== The problem ==
Please edit the records below so that "aster plant" becomes "daisy plant" throughout, keeping everything else the same. Leave the pictures out of your answer.

== Provided records ==
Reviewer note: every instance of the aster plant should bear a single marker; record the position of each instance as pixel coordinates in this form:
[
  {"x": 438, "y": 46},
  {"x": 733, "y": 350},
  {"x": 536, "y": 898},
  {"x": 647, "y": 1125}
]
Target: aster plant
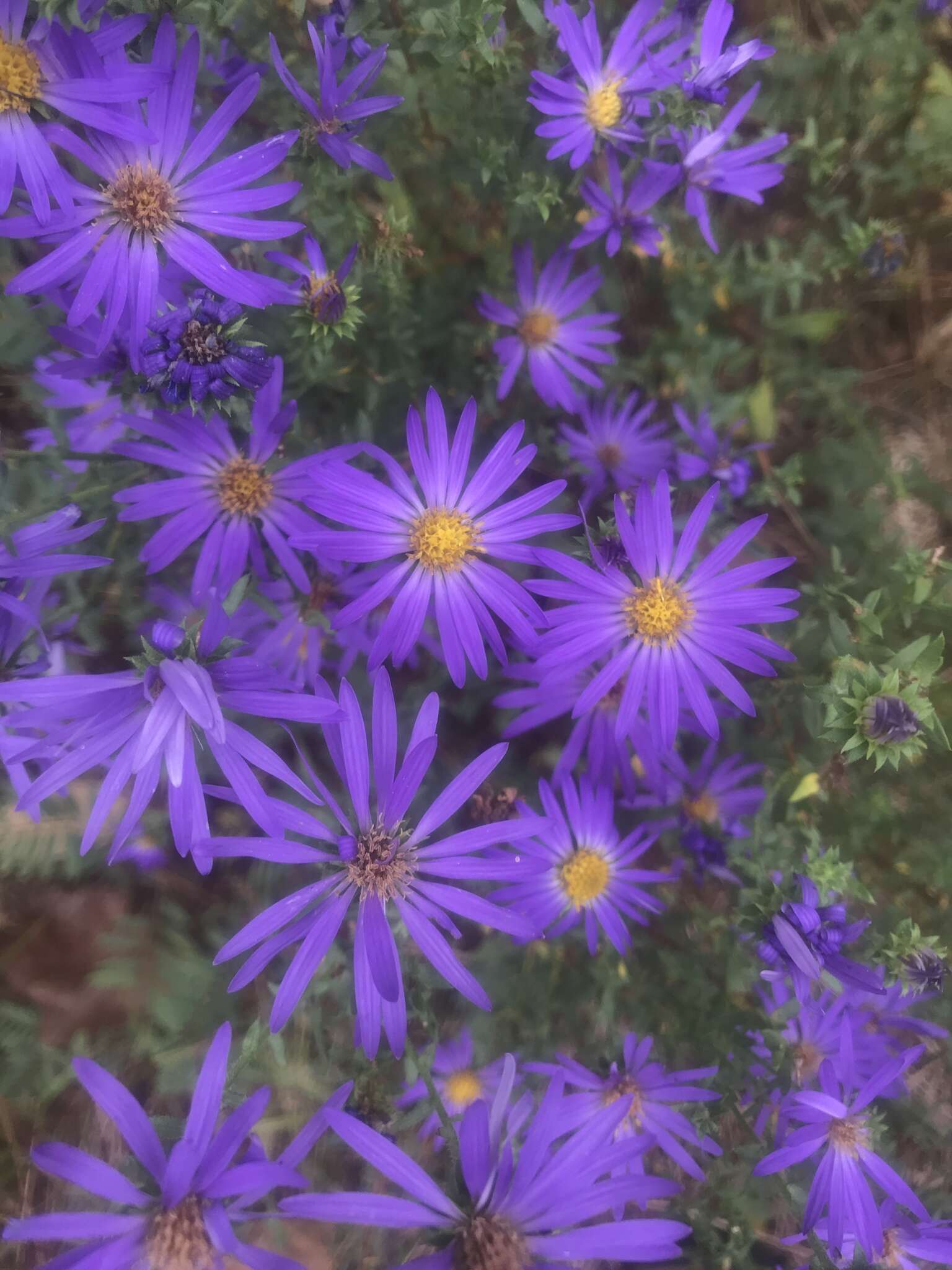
[
  {"x": 578, "y": 869},
  {"x": 619, "y": 443},
  {"x": 195, "y": 1194},
  {"x": 66, "y": 71},
  {"x": 649, "y": 1091},
  {"x": 339, "y": 113},
  {"x": 149, "y": 723},
  {"x": 521, "y": 1215},
  {"x": 553, "y": 345},
  {"x": 230, "y": 495},
  {"x": 149, "y": 198},
  {"x": 381, "y": 860},
  {"x": 196, "y": 352},
  {"x": 672, "y": 630},
  {"x": 834, "y": 1123},
  {"x": 444, "y": 530}
]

== Full answer ==
Reviewer note: every instance of the daisy plant should bear a single marker; record the position of each instance as pixel coordinates in this form:
[
  {"x": 438, "y": 46},
  {"x": 733, "y": 350},
  {"x": 536, "y": 898},
  {"x": 647, "y": 1125}
]
Target: daisy plant
[
  {"x": 578, "y": 869},
  {"x": 619, "y": 443},
  {"x": 195, "y": 1194},
  {"x": 66, "y": 71},
  {"x": 649, "y": 1091},
  {"x": 339, "y": 113},
  {"x": 149, "y": 723},
  {"x": 521, "y": 1215},
  {"x": 553, "y": 345},
  {"x": 230, "y": 495},
  {"x": 149, "y": 198},
  {"x": 381, "y": 860},
  {"x": 196, "y": 352},
  {"x": 672, "y": 630},
  {"x": 834, "y": 1123},
  {"x": 444, "y": 530}
]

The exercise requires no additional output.